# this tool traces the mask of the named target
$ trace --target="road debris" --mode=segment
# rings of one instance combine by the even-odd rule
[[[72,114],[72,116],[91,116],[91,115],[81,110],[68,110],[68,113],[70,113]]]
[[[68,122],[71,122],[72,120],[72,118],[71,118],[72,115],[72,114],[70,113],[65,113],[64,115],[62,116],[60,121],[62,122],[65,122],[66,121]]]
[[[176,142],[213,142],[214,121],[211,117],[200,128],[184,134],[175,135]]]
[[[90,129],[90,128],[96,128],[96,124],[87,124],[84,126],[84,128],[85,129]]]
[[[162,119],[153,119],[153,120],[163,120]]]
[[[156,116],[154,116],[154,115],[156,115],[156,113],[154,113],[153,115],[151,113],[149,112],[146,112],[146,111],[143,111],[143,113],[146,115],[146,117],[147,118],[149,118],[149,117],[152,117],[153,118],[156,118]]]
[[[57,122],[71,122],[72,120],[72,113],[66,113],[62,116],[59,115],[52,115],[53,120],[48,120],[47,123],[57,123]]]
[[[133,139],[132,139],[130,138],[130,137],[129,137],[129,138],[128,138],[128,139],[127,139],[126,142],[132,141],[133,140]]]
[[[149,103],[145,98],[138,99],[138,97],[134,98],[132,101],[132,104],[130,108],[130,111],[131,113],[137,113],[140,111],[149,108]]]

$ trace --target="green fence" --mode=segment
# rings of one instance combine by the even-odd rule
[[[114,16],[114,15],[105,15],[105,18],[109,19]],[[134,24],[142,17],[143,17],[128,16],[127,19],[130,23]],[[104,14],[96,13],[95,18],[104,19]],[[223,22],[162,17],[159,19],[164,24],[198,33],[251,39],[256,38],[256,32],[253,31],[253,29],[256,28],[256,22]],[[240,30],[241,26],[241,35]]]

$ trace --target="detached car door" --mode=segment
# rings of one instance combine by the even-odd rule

────────────────────

Task statement:
Please format every line of the items above as a JSON list of strings, one string per line, and leave out the blank lines.

In response:
[
  "# this tool traces the mask of the named target",
  "$ trace --target=\"road debris\" --mode=segment",
  "# rings of one instance combine by the even-odd rule",
  "[[[72,114],[72,116],[91,116],[91,115],[81,110],[68,110],[68,113],[70,113]]]",
  "[[[68,122],[71,122],[72,120],[72,118],[71,118],[72,115],[72,114],[70,113],[65,113],[64,115],[62,116],[60,121],[62,122],[65,122],[66,121]]]",
  "[[[176,142],[213,142],[214,121],[211,117],[200,128],[184,134],[175,135]]]",
  "[[[90,129],[90,128],[96,128],[96,124],[87,124],[84,126],[84,128],[85,129]]]",
  "[[[162,119],[153,119],[153,120],[163,120]]]",
  "[[[156,116],[154,116],[154,115],[156,115],[156,113],[154,113],[153,115],[151,113],[149,112],[146,112],[146,111],[143,111],[143,113],[146,115],[146,117],[147,118],[149,118],[149,117],[152,117],[153,118],[156,118]]]",
  "[[[57,122],[71,122],[72,120],[72,113],[66,113],[62,116],[59,115],[52,115],[53,120],[48,120],[47,123],[57,123]]]",
  "[[[133,139],[132,139],[130,138],[130,137],[129,137],[129,138],[128,138],[128,139],[127,139],[126,142],[132,141],[133,140]]]",
  "[[[149,103],[145,98],[138,99],[138,97],[134,98],[132,101],[132,104],[130,108],[130,111],[131,113],[137,113],[140,111],[149,108]]]",
  "$ trace --target=\"green fence\" --mode=segment",
  "# rings of one instance combine by the even-odd rule",
  "[[[114,16],[114,15],[105,15],[105,18],[109,19]],[[134,24],[142,17],[143,17],[128,16],[127,19],[130,23]],[[104,14],[96,13],[95,18],[104,19]],[[223,22],[162,17],[159,19],[164,24],[198,33],[251,39],[256,38],[256,32],[253,31],[253,29],[256,28],[256,22]],[[240,30],[241,26],[241,35]]]",
  "$ trace --target=\"detached car door\" --mode=segment",
  "# rings of one instance combine by the even-odd rule"
]